[Pointing dataset records]
....

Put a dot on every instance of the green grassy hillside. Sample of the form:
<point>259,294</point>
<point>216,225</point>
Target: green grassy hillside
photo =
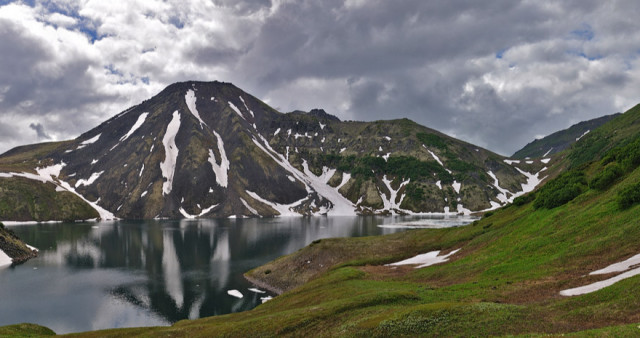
<point>505,280</point>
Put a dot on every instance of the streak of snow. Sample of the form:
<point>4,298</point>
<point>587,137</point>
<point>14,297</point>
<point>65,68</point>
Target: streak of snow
<point>502,196</point>
<point>135,127</point>
<point>345,178</point>
<point>5,260</point>
<point>424,260</point>
<point>390,203</point>
<point>89,141</point>
<point>221,170</point>
<point>235,293</point>
<point>607,282</point>
<point>435,157</point>
<point>168,166</point>
<point>90,180</point>
<point>282,209</point>
<point>341,205</point>
<point>190,99</point>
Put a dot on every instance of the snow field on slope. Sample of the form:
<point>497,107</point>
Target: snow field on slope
<point>190,99</point>
<point>221,170</point>
<point>426,259</point>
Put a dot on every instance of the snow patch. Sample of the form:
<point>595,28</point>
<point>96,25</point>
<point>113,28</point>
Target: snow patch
<point>424,260</point>
<point>245,105</point>
<point>190,99</point>
<point>168,166</point>
<point>435,157</point>
<point>246,205</point>
<point>390,203</point>
<point>90,180</point>
<point>91,140</point>
<point>456,186</point>
<point>235,293</point>
<point>502,196</point>
<point>5,260</point>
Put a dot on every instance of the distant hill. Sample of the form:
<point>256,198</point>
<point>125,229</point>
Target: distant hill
<point>209,149</point>
<point>560,140</point>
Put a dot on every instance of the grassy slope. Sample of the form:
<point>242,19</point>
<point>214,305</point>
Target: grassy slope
<point>504,280</point>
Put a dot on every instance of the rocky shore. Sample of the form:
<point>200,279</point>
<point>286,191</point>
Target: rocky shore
<point>15,248</point>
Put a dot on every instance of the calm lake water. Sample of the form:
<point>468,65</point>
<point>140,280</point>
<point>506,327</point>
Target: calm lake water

....

Convert the lines into a JSON list of strings, starting at the line containing "Put a dot on every instance of the grassy" and ending at the last line above, one string per line and with blank lines left out.

> FINISHED EXERCISE
[
  "Put a dot on every instance of the grassy slope. Sample of the form:",
  "<point>242,19</point>",
  "<point>214,305</point>",
  "Target: grassy slope",
  "<point>504,280</point>",
  "Put a dot on every instance of the rocky shore. Sample of the form:",
  "<point>200,279</point>",
  "<point>286,191</point>",
  "Target: rocky shore",
  "<point>15,248</point>",
  "Put a dot on every instance of the calm lake water. Sample of the form:",
  "<point>468,65</point>",
  "<point>140,280</point>",
  "<point>506,327</point>",
  "Target: calm lake water"
]